Hedefler —
a) Rahip Bahira hakkındaki metne göre aşağıdakileri cevaplayın:
(i) Rivayetlere göre Hz. Peygamber, Bahira ile buluştuğunda kaç yaşlarında olabilir?
(ii) Böyle bir iddiada bulunmaktan kimler bile çekinmiştir?
(iii) Bu kişiler "yüz kızartıcı ve saçma sapan şeyleri" kime bırakmıştır?
b) Rahip Bahira hakkındaki metni kaldığı yerden sürdürün.

Belge Bölümü —

════════════════

Hz. Peygamber (a.s.)'in rahip Bahira ile buluştuğuna dair rivâyetlerden,
kendisinin o zaman ancak 12-13 yaşlarında olabileceği tahmin edilmektedir. Bu
küçük yaşta Hz. Peygamber (a.s.)'in söz konusu din adamından bir şey
öğrendiğini farz etsek bile, bunun 40 yaşma kadar unutulmayacağı iddia
edilebilir mi? Eğer Hz. Peygamber (a.s.) gerçekten Bahira'dan bilgi hazinesini
almışsa, bu hazineyi 40 yaşma kadar niçin gizli tuttu? Bütün bu müddet içinde
neden öğrendiği ilmin en ufak örneğini bile vermedi? Doğrusu şu ki, Mekkeli
kâfir ve müşrikler bile böylesine hayasızca bir iddiada bulunmaktan çekindiler
ve bu yüz kızartıcı ve saçma sapan şeyleri çağımızın tutarsız "bilim
adamları "na bıraktılar.

════════════════

Verilen Satırlar —
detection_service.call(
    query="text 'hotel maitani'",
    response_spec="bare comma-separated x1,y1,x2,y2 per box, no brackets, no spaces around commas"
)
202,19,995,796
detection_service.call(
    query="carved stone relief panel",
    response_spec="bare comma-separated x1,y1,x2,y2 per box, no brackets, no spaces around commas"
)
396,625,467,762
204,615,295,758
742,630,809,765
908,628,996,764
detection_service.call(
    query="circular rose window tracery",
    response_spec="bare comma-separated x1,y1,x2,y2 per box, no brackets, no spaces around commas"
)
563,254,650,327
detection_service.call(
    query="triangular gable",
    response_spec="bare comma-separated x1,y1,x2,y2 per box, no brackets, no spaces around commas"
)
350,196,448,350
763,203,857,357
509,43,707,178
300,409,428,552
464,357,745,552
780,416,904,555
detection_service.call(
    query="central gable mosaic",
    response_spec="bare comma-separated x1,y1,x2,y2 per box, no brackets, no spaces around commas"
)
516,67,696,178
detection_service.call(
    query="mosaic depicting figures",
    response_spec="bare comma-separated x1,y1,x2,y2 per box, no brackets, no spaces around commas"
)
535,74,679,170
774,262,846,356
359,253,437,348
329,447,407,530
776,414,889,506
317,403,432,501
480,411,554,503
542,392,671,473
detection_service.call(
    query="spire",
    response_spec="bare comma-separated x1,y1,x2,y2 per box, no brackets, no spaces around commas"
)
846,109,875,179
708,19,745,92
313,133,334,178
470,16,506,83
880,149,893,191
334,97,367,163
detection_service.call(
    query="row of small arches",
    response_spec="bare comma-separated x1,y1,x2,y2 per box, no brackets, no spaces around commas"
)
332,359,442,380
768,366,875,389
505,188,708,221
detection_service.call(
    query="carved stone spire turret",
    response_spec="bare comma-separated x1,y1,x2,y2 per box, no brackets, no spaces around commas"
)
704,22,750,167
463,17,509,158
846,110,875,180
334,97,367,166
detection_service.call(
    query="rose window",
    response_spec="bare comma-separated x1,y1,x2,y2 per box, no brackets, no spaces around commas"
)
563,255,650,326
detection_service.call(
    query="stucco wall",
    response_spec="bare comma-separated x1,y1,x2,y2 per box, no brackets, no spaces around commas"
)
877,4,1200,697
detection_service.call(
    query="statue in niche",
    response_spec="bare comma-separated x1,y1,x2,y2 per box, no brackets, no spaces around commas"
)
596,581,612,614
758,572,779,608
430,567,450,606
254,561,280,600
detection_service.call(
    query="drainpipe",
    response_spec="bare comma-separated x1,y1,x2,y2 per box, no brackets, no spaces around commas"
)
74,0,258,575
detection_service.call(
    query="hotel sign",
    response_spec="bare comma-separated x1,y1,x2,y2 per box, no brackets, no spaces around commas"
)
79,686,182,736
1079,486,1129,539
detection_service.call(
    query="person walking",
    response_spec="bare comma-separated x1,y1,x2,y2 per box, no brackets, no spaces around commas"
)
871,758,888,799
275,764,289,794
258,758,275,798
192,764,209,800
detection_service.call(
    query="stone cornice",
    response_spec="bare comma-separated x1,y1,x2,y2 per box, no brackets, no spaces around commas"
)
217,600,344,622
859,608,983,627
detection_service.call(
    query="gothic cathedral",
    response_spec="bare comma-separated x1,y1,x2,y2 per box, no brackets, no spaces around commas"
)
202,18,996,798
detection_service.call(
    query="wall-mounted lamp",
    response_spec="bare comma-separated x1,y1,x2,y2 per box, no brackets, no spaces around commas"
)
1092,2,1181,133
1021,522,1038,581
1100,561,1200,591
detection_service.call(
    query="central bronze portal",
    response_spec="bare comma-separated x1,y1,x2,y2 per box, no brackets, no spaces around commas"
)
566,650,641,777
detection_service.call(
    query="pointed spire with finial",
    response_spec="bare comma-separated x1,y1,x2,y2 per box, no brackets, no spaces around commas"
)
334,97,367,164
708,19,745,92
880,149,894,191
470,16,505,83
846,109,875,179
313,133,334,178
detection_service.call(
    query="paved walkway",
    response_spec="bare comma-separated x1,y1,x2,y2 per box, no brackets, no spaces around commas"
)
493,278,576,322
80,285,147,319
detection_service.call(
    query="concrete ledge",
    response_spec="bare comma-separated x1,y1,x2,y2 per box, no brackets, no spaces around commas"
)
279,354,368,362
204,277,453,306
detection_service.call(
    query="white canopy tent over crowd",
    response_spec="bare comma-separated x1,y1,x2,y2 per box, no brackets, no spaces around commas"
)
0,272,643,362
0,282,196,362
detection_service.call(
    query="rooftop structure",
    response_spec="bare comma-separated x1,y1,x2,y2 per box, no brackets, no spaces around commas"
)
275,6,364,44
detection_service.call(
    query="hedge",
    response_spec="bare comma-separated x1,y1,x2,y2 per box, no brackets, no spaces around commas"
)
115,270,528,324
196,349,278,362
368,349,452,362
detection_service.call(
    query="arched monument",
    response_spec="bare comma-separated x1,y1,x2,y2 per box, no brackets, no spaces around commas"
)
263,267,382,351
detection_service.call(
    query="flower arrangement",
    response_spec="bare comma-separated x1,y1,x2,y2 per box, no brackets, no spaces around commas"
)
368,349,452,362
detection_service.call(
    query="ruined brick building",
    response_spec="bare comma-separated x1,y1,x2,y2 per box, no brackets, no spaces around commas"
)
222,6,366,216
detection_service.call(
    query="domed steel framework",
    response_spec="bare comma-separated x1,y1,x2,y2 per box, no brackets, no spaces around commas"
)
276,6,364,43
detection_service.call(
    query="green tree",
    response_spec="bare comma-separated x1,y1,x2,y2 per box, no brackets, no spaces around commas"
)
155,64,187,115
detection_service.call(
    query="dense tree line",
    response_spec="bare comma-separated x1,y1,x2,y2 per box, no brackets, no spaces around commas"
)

════════════════

Görev Yanıtları —
a)
(i) 12-13 yaşlarında.
(ii) Mekkeli kâfir ve müşrikler.
(iii) Çağımızın tutarsız "bilim adamları"na.

b)
12.2.1. Mekke'lilerin İtirazları Ne İdi
Mekke'li kâfir ve müşriklerin
itirazı genellikle Hz. Muhammed (a.s.)'in peygamberlik payesine yükselmesinden
önceki devre ile değil, sonraki devre ile ilgiliydi. Onlara göre, Hz. Muhammed
(a.s.) ümmî, yani okuması yazması olmayan bir kişi idi, kendisi kitaplar
okuyarak bir şey öğrenemezdi, 40 yaşma kadar olağanüstü bilgilere sahip
olduğuna dair herhangi bir işaret bile vermemişti, ama birdenbire her konuda
uzman gibi konuşmaya başlamıştı. Bu olsa başkalarının yardımıyla olabilirdi.
Kendilerine göre, eski çağlara ait kitaplar kendisine gizlice ulaştırılıyor ve
O, gece vakti bunları başkalarına tercüme ettirerek okutuyor, öğreniyor ve
sabah kalkıp kendilerine bunlardan ezberlediği pasajları anlatıyordu.
Rivâyetlere bakılırsa, Mekkeli müşrikler bu hususta okuması, yazması olan,
bilgili, kültürlü, Mekke'de oturan bazı ehl-i kitabın adını da veriyor ve bu
zâtların Hz. Muhammed (a.s.)'a bilgi verdiklerini sanıyorlardı. Bunların adlan
şöyle sıralanabilir: Addas (Huveytib bin Abd-ul Uzzâ'nın serbest bıraktığı
uşağı), Yesâr (Alâ' bin el-Hadramî'nin serbest bıraktığı uşağı) ve Cebr (Âmir
bin Rebia'nın azâd ettiği uşağı).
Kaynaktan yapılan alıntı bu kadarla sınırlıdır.